Point placement entries:
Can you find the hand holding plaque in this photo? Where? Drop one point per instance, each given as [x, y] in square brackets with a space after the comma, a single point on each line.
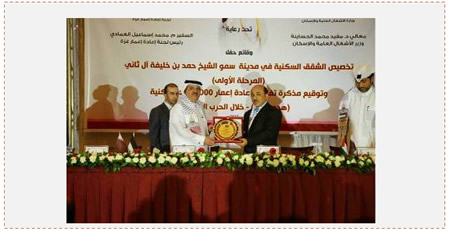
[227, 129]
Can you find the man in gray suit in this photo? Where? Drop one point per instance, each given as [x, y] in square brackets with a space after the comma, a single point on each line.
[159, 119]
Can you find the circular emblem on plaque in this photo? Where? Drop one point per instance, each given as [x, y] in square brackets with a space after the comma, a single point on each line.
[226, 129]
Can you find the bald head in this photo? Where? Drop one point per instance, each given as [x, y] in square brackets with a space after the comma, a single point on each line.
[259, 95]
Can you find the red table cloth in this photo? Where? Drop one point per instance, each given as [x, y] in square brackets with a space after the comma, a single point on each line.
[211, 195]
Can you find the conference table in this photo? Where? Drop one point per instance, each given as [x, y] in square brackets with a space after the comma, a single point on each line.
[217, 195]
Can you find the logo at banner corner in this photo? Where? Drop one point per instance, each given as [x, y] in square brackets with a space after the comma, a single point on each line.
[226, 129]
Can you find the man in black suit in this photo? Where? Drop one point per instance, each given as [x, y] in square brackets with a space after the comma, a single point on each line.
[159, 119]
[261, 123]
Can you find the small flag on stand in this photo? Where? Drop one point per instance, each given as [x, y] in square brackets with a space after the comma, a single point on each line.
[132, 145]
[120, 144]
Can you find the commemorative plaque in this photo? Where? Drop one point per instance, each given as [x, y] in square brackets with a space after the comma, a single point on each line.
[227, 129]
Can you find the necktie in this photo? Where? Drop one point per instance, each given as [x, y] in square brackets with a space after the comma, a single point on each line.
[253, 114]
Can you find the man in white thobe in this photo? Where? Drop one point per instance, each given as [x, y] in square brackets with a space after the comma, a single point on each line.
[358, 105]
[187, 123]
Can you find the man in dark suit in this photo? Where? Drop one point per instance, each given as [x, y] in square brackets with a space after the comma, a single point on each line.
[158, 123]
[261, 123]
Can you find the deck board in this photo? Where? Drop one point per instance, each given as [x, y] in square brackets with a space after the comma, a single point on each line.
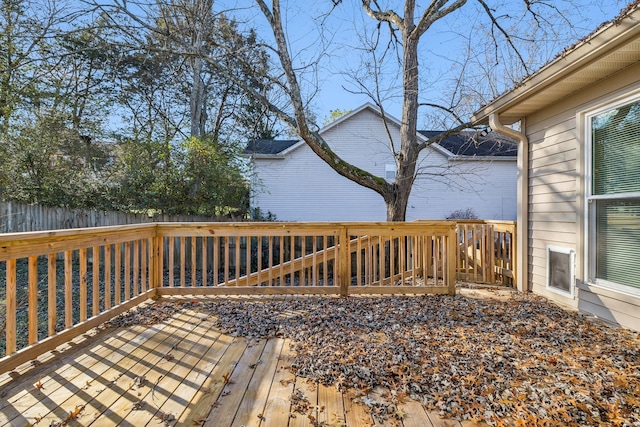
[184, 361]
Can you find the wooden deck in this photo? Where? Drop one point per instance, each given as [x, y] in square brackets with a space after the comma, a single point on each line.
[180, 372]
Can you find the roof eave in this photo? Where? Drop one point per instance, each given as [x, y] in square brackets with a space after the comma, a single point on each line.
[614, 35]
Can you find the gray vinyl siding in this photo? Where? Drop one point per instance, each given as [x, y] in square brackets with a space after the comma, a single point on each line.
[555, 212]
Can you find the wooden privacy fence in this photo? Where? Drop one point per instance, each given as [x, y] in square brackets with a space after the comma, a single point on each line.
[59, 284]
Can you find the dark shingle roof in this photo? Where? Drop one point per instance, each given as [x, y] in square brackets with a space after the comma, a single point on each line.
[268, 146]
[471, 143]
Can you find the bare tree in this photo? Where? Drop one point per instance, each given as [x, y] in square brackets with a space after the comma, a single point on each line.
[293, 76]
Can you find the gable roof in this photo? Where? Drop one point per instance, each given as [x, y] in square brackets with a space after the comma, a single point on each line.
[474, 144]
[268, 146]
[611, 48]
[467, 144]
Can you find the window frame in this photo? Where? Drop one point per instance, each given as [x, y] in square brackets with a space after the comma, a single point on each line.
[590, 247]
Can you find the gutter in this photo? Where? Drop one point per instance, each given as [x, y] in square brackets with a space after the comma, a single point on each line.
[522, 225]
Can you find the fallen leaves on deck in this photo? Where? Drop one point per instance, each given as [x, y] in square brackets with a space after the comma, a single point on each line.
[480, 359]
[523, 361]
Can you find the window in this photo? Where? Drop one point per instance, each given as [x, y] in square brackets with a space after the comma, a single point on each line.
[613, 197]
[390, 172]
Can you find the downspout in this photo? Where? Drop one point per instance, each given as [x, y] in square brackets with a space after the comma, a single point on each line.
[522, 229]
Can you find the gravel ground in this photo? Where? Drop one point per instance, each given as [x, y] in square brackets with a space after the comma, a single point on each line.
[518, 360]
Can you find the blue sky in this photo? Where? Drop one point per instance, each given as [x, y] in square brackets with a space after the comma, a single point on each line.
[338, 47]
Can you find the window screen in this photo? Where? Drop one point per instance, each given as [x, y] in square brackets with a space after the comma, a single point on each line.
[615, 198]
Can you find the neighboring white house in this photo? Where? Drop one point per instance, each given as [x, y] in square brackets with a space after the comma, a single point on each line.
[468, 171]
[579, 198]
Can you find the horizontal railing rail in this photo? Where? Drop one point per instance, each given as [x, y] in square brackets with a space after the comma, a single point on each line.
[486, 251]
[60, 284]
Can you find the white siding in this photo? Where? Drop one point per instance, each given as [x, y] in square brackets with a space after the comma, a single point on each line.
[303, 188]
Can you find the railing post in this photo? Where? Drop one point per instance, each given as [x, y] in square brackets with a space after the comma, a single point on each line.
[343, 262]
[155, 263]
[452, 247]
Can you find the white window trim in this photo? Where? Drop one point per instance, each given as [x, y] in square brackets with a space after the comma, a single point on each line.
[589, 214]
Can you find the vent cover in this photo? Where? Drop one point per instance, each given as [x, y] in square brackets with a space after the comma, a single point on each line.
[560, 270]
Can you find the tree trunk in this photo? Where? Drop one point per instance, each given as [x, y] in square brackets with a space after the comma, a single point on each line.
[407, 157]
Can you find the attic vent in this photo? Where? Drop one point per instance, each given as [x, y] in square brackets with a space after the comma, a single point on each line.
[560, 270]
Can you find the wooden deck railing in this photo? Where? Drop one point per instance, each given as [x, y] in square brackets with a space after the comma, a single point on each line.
---
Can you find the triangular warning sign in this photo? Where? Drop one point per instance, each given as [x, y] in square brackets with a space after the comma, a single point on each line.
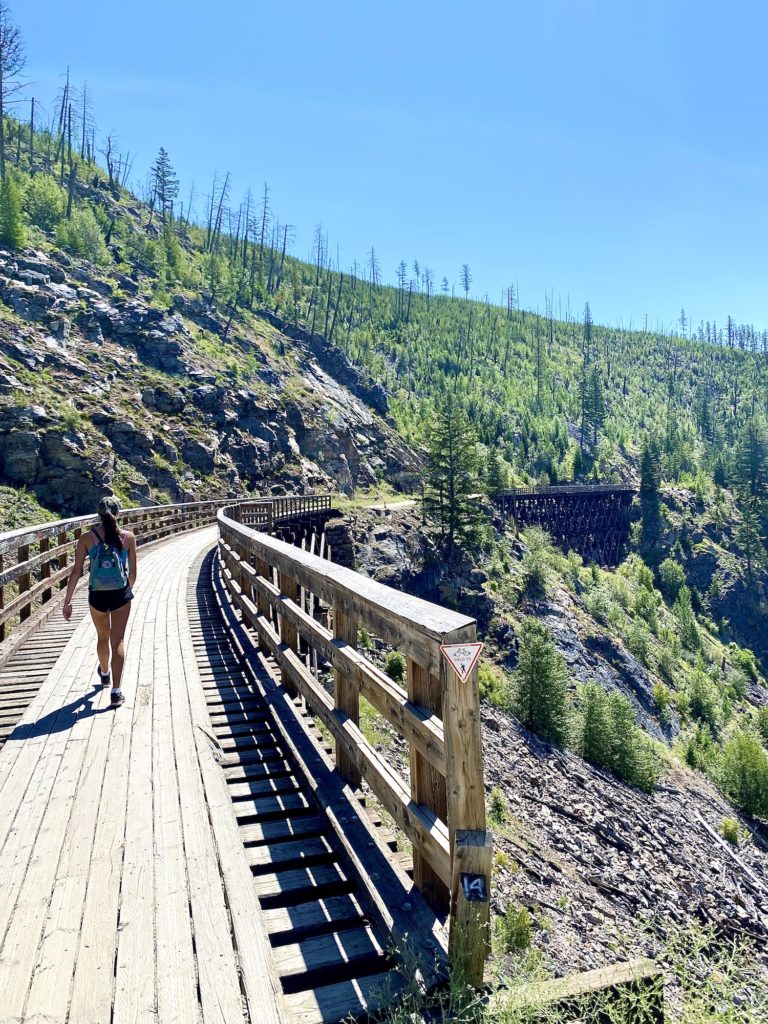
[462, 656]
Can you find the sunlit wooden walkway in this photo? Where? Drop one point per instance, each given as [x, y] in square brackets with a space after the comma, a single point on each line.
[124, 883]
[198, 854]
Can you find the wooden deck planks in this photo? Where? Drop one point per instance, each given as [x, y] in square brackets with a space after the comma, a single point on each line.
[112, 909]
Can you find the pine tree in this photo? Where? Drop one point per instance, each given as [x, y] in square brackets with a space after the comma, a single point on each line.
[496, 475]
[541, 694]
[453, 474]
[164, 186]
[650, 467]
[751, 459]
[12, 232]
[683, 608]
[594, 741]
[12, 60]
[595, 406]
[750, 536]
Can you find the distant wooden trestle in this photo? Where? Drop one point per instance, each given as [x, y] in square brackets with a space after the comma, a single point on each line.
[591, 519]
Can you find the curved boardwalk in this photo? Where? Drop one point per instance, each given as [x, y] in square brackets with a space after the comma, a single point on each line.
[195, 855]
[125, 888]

What to do: Extract every line of the entries above that contains the string "wooden", matching case exactly.

Problem solution:
Can you find the wooden deck in this photo? Where? Drop one point per instance, each given as [x, y] in square brackets with a space after the comma, a single point on each line.
Can you find the wooden privacy fence in this photo? Where? Drop one point per instance, each given as [x, y] in square brackets with a space after the comma, a single point on each line.
Can you find the wooden deck railing in this photo? Where? Drop one point per instance, each given as [x, y] in square brackets with a space after the comma, a single point on each line.
Can you find the sunlit wooden walkway in this photo? Where? Drop one point per instance, each given as [x, y] in square brackets with a space after the comma, a single point on each line.
Can you find the wooden deck planks in this photo? Where? Drop one point per instance, each given as [x, y] in square brackets with a space after the comma, a single point on each line.
Can you find the distant wooden trestle in this photo? Where? Drop one point per instance, each given as [x, y] in square brackets with a space after the comma, a single point on each line.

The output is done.